## Problem to work on
In the records below, convert the lines from the one containing "the person in" through the one containing "<point>456,49</point>" into a numbered list, omitting blank lines. Include only those lines.

## Provided entries
━━━━━━━━━━
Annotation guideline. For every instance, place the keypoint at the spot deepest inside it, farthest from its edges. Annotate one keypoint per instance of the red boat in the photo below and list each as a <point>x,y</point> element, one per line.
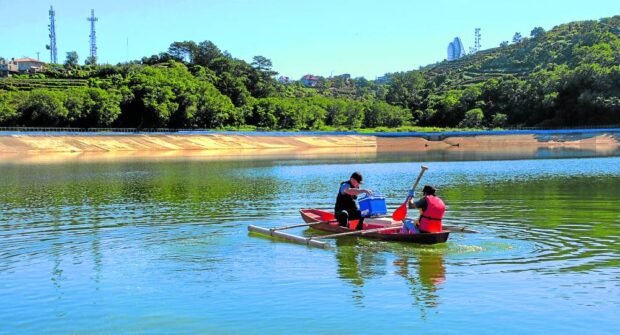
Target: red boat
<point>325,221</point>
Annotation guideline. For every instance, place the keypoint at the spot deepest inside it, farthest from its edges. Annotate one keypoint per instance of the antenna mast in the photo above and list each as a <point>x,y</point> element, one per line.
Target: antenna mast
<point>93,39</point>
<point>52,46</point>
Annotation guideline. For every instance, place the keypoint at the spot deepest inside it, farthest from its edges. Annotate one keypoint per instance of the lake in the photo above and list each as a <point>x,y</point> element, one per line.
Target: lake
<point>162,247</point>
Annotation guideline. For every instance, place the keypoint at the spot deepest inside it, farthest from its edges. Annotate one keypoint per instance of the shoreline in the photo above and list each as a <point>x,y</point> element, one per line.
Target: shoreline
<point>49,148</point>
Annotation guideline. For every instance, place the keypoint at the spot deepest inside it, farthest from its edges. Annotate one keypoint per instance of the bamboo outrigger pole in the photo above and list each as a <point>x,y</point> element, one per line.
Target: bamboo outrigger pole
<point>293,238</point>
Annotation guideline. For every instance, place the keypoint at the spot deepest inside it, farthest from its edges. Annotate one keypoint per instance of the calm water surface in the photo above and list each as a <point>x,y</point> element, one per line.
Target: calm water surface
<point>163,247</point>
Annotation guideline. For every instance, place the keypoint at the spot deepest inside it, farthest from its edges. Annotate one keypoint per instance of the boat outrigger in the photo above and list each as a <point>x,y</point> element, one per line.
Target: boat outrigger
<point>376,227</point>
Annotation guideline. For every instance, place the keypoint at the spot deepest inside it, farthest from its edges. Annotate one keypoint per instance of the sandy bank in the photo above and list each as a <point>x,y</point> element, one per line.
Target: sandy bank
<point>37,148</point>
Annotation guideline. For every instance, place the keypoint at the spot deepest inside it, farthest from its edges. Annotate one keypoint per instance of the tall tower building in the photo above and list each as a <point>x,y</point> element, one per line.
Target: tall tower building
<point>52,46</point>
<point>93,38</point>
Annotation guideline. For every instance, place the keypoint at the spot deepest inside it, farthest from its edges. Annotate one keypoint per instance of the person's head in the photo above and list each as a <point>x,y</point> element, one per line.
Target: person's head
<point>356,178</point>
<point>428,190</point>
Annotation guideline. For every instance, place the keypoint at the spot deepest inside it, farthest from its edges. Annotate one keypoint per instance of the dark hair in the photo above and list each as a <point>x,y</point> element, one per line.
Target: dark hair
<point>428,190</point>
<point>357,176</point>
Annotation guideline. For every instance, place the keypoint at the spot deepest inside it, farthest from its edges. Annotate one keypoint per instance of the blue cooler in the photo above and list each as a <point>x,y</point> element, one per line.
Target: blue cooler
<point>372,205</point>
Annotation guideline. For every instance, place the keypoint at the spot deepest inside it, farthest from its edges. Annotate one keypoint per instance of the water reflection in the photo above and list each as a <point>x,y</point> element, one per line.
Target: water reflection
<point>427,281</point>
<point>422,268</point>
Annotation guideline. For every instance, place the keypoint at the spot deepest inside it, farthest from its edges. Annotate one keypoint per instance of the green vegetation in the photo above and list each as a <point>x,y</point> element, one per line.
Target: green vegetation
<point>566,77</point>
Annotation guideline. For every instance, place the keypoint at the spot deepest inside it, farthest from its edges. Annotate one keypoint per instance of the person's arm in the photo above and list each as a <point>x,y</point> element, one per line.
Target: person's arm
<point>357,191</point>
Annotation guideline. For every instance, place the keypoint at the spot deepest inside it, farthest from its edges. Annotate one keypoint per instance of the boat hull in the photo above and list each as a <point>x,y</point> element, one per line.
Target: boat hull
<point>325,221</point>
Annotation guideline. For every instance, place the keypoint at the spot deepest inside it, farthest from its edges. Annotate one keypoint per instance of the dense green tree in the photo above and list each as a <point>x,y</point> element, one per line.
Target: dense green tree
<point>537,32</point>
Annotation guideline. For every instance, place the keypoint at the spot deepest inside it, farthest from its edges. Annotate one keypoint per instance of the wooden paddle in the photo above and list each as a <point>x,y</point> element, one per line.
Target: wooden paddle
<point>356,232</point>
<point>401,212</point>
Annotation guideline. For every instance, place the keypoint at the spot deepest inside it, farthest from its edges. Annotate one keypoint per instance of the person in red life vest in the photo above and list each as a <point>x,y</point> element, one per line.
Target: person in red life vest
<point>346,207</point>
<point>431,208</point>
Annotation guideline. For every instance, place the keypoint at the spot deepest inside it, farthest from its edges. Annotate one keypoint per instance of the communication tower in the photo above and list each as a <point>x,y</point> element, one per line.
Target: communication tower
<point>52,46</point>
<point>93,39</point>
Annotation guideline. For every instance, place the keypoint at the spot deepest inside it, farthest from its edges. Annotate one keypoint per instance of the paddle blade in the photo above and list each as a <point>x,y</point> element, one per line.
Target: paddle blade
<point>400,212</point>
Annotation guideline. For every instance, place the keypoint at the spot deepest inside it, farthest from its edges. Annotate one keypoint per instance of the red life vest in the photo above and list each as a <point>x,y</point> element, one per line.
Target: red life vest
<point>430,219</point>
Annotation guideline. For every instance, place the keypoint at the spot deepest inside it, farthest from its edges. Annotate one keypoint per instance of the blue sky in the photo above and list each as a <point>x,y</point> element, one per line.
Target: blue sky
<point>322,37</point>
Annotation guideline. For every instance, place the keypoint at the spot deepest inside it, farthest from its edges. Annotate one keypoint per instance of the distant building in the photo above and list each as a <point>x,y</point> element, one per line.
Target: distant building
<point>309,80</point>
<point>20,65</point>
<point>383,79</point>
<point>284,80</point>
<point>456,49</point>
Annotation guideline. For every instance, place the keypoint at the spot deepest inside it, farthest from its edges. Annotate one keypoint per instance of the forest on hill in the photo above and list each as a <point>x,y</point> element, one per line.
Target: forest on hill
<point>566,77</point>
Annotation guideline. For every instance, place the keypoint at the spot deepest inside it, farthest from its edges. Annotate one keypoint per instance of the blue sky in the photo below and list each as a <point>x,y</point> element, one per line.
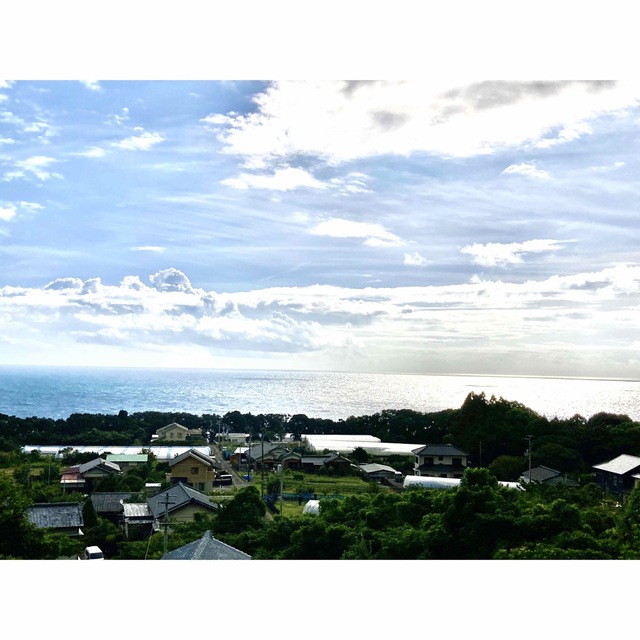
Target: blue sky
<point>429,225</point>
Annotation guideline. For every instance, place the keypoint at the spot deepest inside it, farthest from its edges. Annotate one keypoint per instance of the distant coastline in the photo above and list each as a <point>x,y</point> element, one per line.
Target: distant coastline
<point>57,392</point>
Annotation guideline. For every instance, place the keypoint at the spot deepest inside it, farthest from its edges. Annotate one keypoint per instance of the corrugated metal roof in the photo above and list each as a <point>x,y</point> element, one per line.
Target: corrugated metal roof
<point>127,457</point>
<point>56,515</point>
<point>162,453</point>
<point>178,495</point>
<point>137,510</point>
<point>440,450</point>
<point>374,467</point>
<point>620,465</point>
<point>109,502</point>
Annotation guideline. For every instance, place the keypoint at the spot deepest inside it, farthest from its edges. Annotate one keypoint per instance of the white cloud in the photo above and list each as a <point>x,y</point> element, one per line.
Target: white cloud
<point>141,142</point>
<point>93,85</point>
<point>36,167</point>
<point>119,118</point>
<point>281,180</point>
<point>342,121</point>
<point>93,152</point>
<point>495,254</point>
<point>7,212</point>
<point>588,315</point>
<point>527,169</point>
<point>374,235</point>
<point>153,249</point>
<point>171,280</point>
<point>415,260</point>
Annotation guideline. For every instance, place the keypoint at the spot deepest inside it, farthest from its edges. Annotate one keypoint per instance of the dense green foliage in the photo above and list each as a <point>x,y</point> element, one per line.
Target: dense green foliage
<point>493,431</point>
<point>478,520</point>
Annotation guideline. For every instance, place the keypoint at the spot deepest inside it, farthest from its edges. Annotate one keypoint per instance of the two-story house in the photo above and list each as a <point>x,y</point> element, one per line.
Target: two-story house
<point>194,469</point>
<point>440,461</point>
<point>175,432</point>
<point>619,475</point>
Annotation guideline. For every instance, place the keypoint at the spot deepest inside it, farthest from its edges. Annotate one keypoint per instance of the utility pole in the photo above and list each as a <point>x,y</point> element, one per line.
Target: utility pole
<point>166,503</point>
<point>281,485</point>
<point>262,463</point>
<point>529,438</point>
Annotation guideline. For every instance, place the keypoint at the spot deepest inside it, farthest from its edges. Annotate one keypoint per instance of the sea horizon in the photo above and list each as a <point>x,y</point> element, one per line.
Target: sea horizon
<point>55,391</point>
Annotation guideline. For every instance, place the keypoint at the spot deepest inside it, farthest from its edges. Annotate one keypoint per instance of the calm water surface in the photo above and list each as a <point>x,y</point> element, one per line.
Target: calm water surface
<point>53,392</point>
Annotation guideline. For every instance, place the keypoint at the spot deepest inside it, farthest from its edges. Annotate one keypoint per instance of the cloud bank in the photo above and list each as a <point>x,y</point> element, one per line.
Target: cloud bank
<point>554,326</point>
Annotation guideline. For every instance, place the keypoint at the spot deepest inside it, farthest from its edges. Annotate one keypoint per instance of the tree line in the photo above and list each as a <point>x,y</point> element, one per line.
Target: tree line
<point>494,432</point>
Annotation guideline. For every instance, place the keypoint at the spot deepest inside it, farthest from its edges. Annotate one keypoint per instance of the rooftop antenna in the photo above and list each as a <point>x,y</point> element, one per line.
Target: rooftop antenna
━━━━━━━━━━
## Answer to this exercise
1. Annotation guideline. For every instance, place the keypoint at the spot deepest inside it, farthest from its edges. Annotate one keypoint per instance of the person in red life vest in the photo above and list each as a <point>x,y</point> element, one per line.
2. Target: person in red life vest
3. <point>346,207</point>
4. <point>431,208</point>
5. Annotation guideline. For every instance, place the keypoint at the spot deepest inside it, farthest from its edges. Annotate one keypoint per instance of the communication tower in the photo above and list each as a <point>x,y</point> element, one per line.
6. Target: communication tower
7. <point>52,46</point>
8. <point>93,39</point>
9. Annotation guideline. For every instance, place the keypoint at the spot deepest inside it, farthest from its edges. Annotate one keypoint per instance of the paddle blade in the photo above and list each as a <point>x,y</point> element, one per line.
10. Target: paddle blade
11. <point>400,212</point>
12. Annotation guideline. For every instance, place the keypoint at the spot deepest inside it, farthest from its edges. Annotate one keypoint per instance of the red life vest in the photo above and list each as a <point>x,y</point> element, one per line.
13. Target: red life vest
14. <point>430,219</point>
15. Annotation guideline. For every instance, place the keypoint at the spot deepest inside it, farthest from its edges. Annotate one keypoint per instance of the blue sky in the photo above and list each as a <point>x,y</point> element, one per line.
16. Target: blue sky
17. <point>322,37</point>
18. Annotation guideline. For every instance, place the keypoint at the spot deepest inside it, farthest from its edges. Annotate one keypoint per instance of the distant building in the photo above and list each as a <point>x,y</point> element, one per line.
19. Target: distant building
20. <point>309,80</point>
21. <point>20,65</point>
22. <point>383,79</point>
23. <point>284,80</point>
24. <point>456,49</point>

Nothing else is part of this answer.